Natural language region descriptions
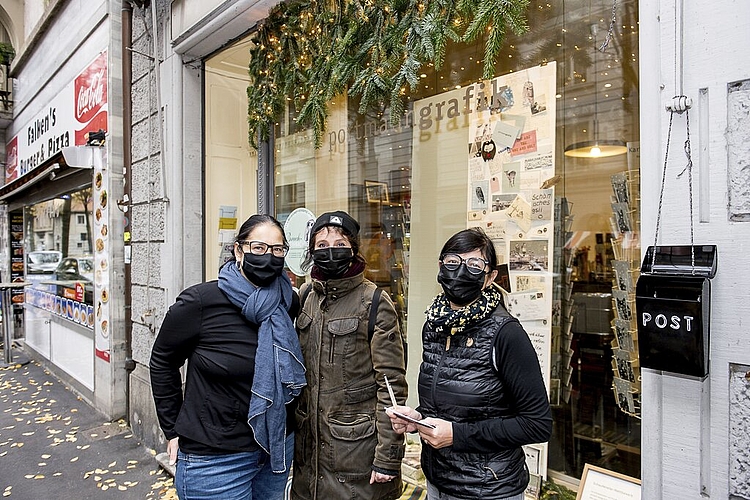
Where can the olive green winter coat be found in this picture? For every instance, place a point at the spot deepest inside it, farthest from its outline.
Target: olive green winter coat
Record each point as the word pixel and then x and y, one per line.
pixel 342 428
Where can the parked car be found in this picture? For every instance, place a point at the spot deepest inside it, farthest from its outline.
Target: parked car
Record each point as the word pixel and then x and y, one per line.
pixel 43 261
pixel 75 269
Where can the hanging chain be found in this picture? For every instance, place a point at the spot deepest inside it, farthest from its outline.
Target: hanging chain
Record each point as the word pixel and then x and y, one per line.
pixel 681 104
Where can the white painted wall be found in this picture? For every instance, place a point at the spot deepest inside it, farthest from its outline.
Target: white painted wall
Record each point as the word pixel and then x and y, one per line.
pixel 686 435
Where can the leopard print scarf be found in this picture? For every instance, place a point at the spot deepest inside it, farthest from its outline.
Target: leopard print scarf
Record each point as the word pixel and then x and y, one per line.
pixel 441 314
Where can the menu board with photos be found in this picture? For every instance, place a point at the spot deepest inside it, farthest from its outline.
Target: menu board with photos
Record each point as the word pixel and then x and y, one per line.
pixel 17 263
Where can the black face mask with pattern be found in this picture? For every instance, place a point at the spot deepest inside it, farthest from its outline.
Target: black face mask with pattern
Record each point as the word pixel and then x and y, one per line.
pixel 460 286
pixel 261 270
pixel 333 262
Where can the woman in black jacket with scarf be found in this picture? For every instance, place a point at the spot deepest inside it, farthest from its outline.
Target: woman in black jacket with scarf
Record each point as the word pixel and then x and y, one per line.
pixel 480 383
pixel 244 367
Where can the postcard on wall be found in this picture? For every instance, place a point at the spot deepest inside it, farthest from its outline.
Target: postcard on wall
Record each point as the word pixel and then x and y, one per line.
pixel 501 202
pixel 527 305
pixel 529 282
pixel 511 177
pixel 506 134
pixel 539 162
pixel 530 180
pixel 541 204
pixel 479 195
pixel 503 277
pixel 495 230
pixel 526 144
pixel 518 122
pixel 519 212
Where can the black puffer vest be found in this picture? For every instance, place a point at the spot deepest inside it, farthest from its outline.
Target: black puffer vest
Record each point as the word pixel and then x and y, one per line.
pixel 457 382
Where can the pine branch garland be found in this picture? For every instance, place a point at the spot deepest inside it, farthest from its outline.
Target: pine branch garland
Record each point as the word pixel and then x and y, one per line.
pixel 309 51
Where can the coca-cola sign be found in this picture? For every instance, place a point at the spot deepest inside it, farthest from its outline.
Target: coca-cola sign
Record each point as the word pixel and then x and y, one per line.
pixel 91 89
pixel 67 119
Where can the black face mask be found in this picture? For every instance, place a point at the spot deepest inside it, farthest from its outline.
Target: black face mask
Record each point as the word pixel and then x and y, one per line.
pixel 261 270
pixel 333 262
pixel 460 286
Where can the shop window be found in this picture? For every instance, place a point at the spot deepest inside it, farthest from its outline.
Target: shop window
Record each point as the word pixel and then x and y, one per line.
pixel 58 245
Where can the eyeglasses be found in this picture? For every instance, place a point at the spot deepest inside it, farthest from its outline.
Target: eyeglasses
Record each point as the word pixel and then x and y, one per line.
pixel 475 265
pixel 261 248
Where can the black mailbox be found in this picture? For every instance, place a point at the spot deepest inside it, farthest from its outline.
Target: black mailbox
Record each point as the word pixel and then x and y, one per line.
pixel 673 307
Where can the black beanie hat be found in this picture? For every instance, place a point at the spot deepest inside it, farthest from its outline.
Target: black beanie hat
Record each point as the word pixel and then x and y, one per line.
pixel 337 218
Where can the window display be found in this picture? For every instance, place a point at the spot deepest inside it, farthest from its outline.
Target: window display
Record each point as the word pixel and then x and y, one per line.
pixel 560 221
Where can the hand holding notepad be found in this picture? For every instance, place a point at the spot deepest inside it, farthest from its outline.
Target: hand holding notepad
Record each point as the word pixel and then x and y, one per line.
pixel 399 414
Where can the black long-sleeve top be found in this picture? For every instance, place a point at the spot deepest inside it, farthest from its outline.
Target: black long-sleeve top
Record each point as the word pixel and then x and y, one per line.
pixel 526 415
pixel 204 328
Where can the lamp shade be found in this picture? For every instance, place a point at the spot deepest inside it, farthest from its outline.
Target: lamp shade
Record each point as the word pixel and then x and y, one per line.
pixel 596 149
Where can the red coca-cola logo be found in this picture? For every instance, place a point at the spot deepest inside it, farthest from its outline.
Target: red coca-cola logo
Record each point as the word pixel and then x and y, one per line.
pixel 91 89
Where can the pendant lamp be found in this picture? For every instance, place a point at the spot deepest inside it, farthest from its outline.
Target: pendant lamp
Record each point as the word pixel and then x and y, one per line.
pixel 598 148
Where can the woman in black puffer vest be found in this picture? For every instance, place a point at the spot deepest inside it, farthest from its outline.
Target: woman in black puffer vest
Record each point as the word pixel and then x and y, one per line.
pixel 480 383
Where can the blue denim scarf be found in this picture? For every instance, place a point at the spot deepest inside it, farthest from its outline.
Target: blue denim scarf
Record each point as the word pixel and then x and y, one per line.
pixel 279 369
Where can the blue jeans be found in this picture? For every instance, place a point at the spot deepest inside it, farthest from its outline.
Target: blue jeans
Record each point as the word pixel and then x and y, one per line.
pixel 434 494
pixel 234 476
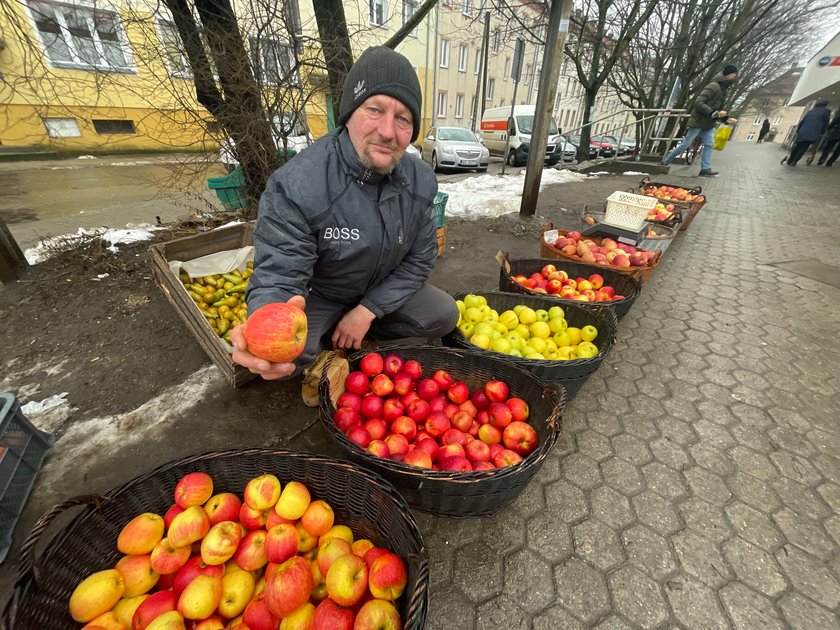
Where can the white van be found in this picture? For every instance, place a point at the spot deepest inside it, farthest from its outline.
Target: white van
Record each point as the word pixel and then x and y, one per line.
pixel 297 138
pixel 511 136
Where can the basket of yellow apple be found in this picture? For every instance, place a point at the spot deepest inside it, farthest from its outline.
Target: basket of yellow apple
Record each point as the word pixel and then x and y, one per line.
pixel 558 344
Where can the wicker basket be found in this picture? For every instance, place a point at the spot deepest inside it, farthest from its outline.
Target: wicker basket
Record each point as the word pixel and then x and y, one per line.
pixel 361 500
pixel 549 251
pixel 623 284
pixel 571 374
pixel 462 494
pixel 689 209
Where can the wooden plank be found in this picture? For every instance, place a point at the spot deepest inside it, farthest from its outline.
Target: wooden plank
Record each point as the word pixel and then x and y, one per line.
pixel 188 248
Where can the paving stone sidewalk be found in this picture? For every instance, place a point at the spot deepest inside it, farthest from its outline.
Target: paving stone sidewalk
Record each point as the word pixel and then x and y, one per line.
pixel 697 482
...
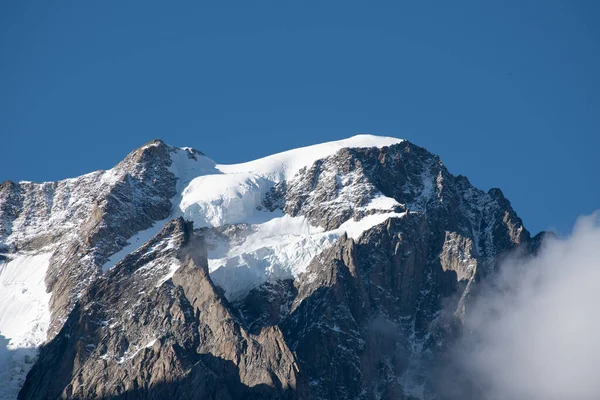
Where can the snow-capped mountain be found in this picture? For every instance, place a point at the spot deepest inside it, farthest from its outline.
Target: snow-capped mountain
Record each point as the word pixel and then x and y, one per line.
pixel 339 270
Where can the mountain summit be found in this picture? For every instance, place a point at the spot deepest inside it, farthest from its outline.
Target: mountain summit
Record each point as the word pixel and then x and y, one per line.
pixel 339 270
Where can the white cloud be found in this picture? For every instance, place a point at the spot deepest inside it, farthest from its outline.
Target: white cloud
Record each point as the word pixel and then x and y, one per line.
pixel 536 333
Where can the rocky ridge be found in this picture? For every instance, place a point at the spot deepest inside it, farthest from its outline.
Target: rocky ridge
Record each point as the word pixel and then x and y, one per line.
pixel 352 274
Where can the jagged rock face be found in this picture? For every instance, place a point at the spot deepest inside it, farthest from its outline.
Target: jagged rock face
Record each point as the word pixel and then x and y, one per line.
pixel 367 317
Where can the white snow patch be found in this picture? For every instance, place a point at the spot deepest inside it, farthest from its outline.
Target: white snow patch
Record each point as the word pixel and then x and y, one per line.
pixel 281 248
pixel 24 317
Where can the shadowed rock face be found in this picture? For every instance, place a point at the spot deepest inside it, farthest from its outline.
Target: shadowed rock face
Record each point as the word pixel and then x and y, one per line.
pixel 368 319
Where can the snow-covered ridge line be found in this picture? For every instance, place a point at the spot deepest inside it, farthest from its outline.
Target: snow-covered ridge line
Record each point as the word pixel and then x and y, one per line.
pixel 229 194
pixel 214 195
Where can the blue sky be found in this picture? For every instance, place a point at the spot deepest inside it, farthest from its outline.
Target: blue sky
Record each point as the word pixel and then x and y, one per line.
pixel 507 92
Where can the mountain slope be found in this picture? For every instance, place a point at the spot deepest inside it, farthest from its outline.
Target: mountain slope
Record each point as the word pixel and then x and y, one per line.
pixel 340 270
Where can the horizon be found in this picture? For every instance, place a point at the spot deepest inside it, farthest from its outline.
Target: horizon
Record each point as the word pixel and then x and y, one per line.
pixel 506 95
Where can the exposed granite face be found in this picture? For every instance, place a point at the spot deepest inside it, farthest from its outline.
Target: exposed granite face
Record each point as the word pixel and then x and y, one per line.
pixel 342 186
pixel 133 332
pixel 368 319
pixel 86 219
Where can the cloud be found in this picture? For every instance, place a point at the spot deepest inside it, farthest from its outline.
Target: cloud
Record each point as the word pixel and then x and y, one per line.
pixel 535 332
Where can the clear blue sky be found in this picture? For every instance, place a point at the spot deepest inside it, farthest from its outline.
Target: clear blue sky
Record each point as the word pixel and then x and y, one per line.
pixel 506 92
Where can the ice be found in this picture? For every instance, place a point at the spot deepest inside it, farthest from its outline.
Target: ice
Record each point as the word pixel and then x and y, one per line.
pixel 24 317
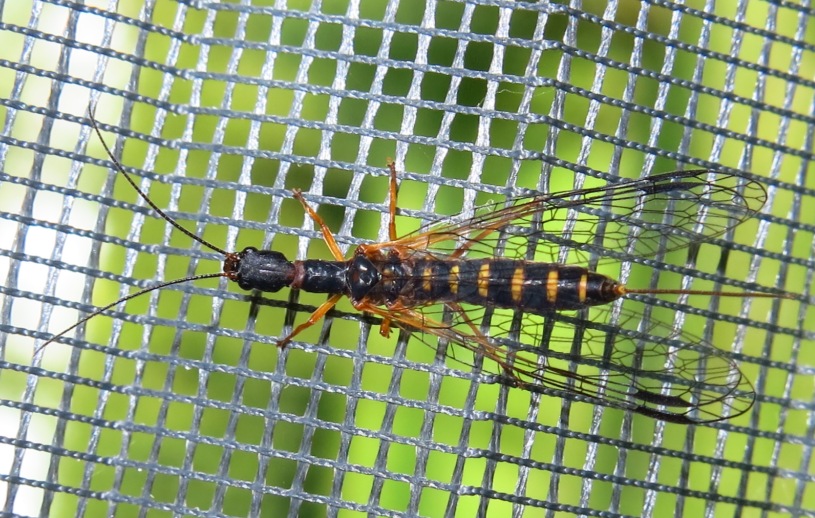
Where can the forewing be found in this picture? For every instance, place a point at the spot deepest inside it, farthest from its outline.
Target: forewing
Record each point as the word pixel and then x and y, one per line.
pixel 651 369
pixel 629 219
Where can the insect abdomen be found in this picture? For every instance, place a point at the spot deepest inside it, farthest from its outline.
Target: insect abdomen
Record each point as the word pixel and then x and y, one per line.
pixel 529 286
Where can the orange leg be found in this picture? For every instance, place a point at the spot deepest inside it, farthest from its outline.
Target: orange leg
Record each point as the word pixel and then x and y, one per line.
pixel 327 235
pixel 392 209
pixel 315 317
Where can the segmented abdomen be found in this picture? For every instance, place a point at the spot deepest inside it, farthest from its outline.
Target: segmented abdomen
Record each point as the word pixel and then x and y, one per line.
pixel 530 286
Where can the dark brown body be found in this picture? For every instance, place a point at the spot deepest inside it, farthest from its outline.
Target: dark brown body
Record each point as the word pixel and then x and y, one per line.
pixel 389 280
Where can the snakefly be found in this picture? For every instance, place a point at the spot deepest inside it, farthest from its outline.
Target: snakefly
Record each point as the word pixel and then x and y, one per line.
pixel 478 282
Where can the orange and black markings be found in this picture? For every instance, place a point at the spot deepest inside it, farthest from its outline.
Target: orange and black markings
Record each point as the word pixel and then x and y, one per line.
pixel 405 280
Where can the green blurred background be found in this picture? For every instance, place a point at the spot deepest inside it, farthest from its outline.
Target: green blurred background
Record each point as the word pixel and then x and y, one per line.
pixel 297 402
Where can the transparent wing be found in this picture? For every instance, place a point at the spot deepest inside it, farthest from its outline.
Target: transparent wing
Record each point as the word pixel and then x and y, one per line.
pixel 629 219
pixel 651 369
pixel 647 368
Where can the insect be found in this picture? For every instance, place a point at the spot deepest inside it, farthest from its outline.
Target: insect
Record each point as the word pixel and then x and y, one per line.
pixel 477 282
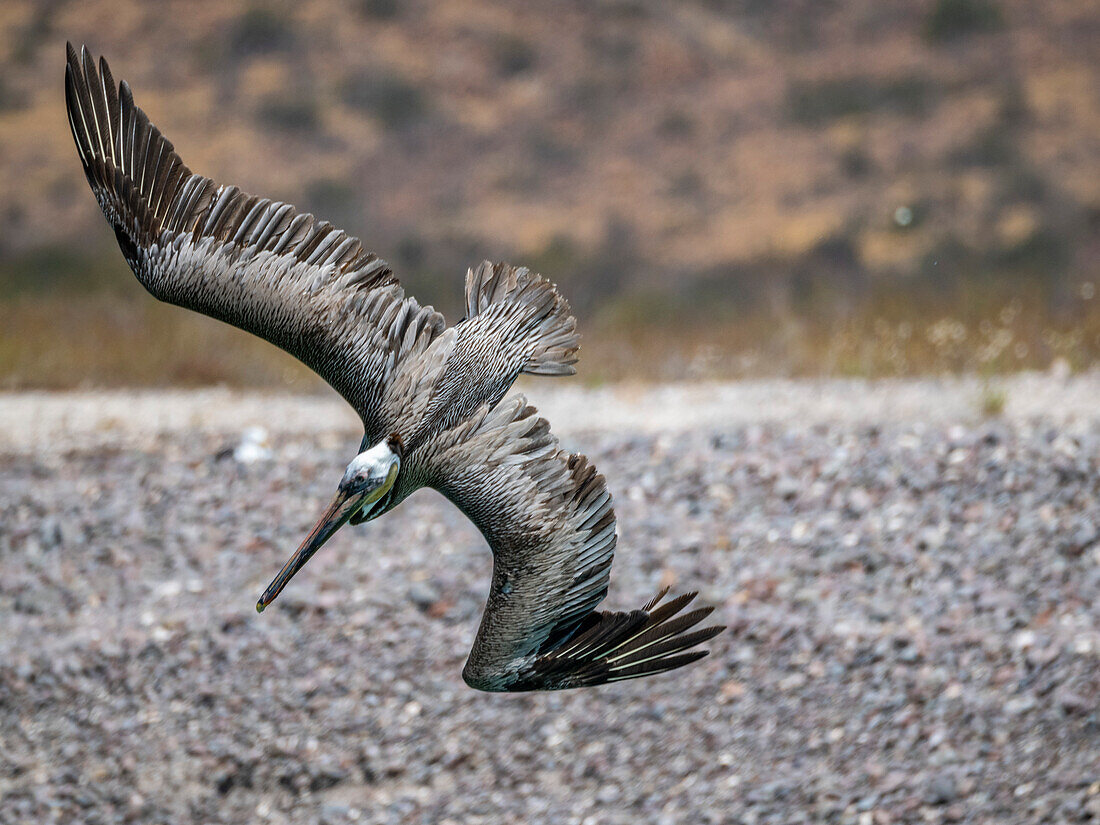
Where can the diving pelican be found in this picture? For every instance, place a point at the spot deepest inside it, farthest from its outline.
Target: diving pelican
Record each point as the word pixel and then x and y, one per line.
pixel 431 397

◆ **TRY IT**: The required output is the stretch of entries above from the line containing "Where can the white van" through the line containing "Target: wicker basket", reproduced exactly.

◆ **WRITTEN SOLUTION**:
Where can the white van be found in this picture? For every instance, place a point at the spot deepest inside it, farthest from its outline.
Target: white van
Record each point as the word pixel and then x and y, one per line.
pixel 297 138
pixel 511 136
Where can the basket of yellow apple be found in this picture? For every instance, place a point at the spot deepest inside it, farthest from its outline.
Target: basket of yellow apple
Record each point as the word pixel and then x and y, one per line.
pixel 558 344
Where can the wicker basket be found in this picture? For every instance, place a point at the spot deepest inside it, farthest from its outline.
Target: wicker basket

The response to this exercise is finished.